• [Given data]:
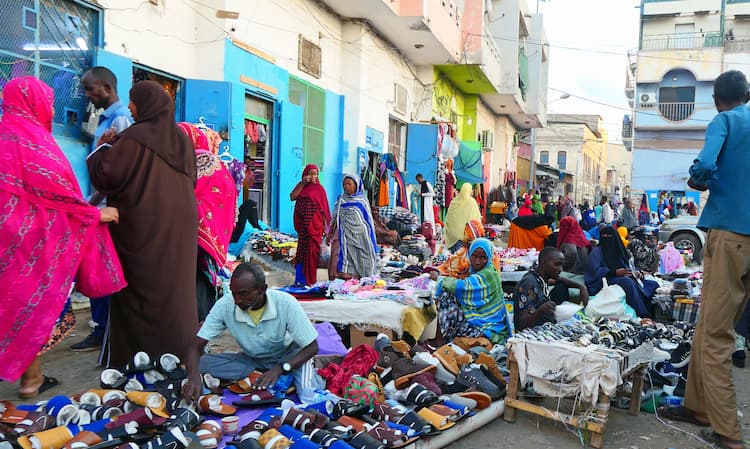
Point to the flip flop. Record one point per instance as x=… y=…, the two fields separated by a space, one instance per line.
x=47 y=383
x=680 y=413
x=717 y=440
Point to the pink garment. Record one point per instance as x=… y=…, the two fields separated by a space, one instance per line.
x=215 y=196
x=47 y=230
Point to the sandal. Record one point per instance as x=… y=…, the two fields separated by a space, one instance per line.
x=47 y=383
x=680 y=413
x=346 y=407
x=420 y=396
x=719 y=441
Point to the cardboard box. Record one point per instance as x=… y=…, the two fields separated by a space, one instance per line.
x=361 y=335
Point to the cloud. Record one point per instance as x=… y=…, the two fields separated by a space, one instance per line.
x=589 y=41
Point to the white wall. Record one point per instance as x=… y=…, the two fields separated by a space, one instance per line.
x=170 y=37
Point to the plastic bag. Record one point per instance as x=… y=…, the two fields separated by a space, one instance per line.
x=609 y=302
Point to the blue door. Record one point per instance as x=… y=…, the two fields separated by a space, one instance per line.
x=421 y=152
x=288 y=164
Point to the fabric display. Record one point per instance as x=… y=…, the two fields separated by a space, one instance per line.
x=276 y=244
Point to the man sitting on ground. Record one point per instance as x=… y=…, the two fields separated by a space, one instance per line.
x=270 y=327
x=540 y=290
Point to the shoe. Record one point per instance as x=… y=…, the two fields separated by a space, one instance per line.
x=90 y=343
x=472 y=376
x=681 y=355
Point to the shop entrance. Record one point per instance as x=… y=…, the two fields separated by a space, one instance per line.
x=257 y=154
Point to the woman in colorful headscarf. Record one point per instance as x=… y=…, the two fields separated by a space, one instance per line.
x=311 y=216
x=50 y=237
x=474 y=306
x=357 y=253
x=574 y=245
x=463 y=209
x=216 y=198
x=457 y=265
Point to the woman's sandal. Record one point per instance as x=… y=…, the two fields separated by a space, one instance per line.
x=47 y=383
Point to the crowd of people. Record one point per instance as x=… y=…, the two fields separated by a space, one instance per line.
x=165 y=200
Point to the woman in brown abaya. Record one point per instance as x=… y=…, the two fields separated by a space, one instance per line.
x=149 y=175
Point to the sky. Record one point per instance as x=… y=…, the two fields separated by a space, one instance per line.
x=589 y=41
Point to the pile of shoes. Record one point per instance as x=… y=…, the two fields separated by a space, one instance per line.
x=138 y=407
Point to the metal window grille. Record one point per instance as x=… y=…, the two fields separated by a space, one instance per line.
x=54 y=41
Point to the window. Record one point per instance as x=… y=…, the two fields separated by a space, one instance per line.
x=312 y=99
x=397 y=141
x=676 y=103
x=308 y=57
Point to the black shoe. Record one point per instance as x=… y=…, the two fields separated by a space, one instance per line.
x=90 y=343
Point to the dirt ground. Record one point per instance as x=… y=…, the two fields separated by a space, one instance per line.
x=79 y=371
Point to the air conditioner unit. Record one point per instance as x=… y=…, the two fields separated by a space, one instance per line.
x=646 y=99
x=487 y=139
x=399 y=98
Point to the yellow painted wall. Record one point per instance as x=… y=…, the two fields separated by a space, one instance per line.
x=465 y=106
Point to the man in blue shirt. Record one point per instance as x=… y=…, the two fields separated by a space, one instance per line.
x=721 y=167
x=270 y=327
x=100 y=88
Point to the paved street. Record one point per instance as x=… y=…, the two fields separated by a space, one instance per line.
x=79 y=371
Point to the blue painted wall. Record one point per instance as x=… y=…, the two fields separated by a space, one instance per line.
x=334 y=144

• [What needs to be done]:
Set out the records from the line containing "Point to the man in" through the end of the records as a Markdown table with the columns Row and Line. Give each line its own numbered row and omit any blank lines.

• [Solution for this problem]:
| Row | Line |
|---|---|
| 1 | Point to the man in blue shirt. Record one point per instance as x=… y=…, the two fields separated by a space, one instance per line. |
| 2 | x=721 y=167 |
| 3 | x=270 y=327 |
| 4 | x=100 y=88 |
| 5 | Point to the paved street. Record one point per instance as x=… y=…, the two fields separated by a space, one instance per line. |
| 6 | x=79 y=371 |
| 7 | Point to the blue painted wall. Record one point per instance as x=… y=…, the two fields separated by a space, one instance per line. |
| 8 | x=334 y=144 |